++++ TEXTAUSZUG ++++

München/Nürnberg 29. Januar 2021
Gegen die Wiederaufnahme von Abschiebungsflügen nach Afghanistan haben sich jetzt der Landesbischof der Evangelischen Kirche in Bayern (ELKB), Heinrich Bedford-Strom, und der Präsident der Diakonie Bayern, Michael Bammessel, ausgesprochen. Beide halten es angesichts der Pandemieentwicklung und der allgemeinen Sicherheitslage in dem Land für unverantwortlich, die Abschiebungen nach Afghanistan wieder aufzunehmen. Bereits im Dezember 2020 waren die Flüge – nach mehrmonatiger Aussetzung – wieder aufgenommen worden.
Trotz der Friedensverhandlungen zwischen der afghanischen Regierung und den Taliban habe die Gewalt in Afghanistan erheblich zugenommen. Dem Bundesamt für Migration und Flüchtlinge (BAMF) zufolge kam es in den letzten 100 Tagen allein in Kabul zu mehr als 170 sicherheitsrelevanten Vorfällen mit mehr als 500 Toten und Verletzten. Die New York Times berichtet von mehr als 250 Toten allein im Januar. „Menschen, die in Deutschland Schutz gesucht haben, bewusst einer solchen Gefahr auszusetzen, wiederspricht unseren humanitären Traditionen“, so Landesbischof Bedford-Strohm.

++++ DATEN ZUR AUSWERTUNG ++++

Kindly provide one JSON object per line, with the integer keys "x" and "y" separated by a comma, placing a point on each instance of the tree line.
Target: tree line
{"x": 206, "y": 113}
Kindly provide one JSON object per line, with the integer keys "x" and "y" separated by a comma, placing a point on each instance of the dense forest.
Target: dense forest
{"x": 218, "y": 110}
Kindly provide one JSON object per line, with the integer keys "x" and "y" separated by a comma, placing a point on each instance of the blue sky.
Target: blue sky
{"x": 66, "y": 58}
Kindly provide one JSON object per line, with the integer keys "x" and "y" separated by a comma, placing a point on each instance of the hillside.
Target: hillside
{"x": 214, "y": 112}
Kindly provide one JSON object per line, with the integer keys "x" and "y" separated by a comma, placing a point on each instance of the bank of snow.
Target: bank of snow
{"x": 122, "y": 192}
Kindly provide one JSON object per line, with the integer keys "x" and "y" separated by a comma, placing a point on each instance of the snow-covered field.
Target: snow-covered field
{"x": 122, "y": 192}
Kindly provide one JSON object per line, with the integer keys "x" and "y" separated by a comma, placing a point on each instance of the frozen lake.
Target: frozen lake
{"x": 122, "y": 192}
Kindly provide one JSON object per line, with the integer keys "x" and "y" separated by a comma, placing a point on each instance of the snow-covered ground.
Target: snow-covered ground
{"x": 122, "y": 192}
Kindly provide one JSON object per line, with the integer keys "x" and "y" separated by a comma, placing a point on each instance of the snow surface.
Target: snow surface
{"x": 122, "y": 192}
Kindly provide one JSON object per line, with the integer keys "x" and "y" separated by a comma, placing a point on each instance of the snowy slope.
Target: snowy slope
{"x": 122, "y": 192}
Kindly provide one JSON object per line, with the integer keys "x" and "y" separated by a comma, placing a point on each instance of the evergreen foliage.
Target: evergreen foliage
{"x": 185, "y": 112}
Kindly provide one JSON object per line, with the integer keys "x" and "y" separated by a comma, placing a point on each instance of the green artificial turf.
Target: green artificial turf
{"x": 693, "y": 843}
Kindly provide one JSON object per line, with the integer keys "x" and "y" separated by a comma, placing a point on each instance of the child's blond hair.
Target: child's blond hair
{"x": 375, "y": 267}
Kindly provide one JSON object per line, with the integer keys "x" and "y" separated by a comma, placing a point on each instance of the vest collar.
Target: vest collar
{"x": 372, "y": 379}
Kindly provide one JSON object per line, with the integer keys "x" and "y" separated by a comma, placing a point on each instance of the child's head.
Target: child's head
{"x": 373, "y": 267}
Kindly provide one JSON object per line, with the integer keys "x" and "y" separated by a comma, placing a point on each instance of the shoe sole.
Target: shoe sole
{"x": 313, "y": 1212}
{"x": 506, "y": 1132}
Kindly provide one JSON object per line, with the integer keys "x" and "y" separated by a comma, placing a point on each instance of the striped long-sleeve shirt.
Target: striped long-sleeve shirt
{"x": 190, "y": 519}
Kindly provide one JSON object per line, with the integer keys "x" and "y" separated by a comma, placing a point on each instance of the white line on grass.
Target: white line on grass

++++

• [IHRE AUFGABEN]:
**a)** Geben Sie den Textauszug zu den Abschiebungen nach Afghanistan beginnend mit „München/Nürnberg 29. Januar“ und endend mit „wieder aufgenommen worden.“ erneut wieder. Ersetzen Sie darin „Pandemieentwicklung“ durch „Infektionslage“.
**b)** Führen Sie den Textauszug zu den Abschiebungen nach Afghanistan im Anschluss an seinen letzten Satz weiter.
Die Einträge sind für die Bearbeitung nicht erforderlich.

• [LÖSUNGEN JE AUFGABE]:
**a)**
München/Nürnberg 29. Januar 2021
Gegen die Wiederaufnahme von Abschiebungsflügen nach Afghanistan haben sich jetzt der Landesbischof der Evangelischen Kirche in Bayern (ELKB), Heinrich Bedford-Strom, und der Präsident der Diakonie Bayern, Michael Bammessel, ausgesprochen. Beide halten es angesichts der Infektionslage und der allgemeinen Sicherheitslage in dem Land für unverantwortlich, die Abschiebungen nach Afghanistan wieder aufzunehmen. Bereits im Dezember 2020 waren die Flüge – nach mehrmonatiger Aussetzung – wieder aufgenommen worden.

**b)**
Verschärft werde die Lage durch die Corona-Pandemie: Dem Deutschen Ärzteblatt zufolge hatten sich allein bis Oktober in Afghanistan mehr als 10 Millionen Menschen mit dem Corona-Virus infiziert. Bammessel: „Damit ist fast jeder dritte Einwohner Virusträger – in Kabul beträgt die Infektionsrate sogar fünfzig Prozent.“ Das seit Jahrzehnten von Kriegen und Krisen gebeutelte Land sei mit dieser Situation völlig überfordert.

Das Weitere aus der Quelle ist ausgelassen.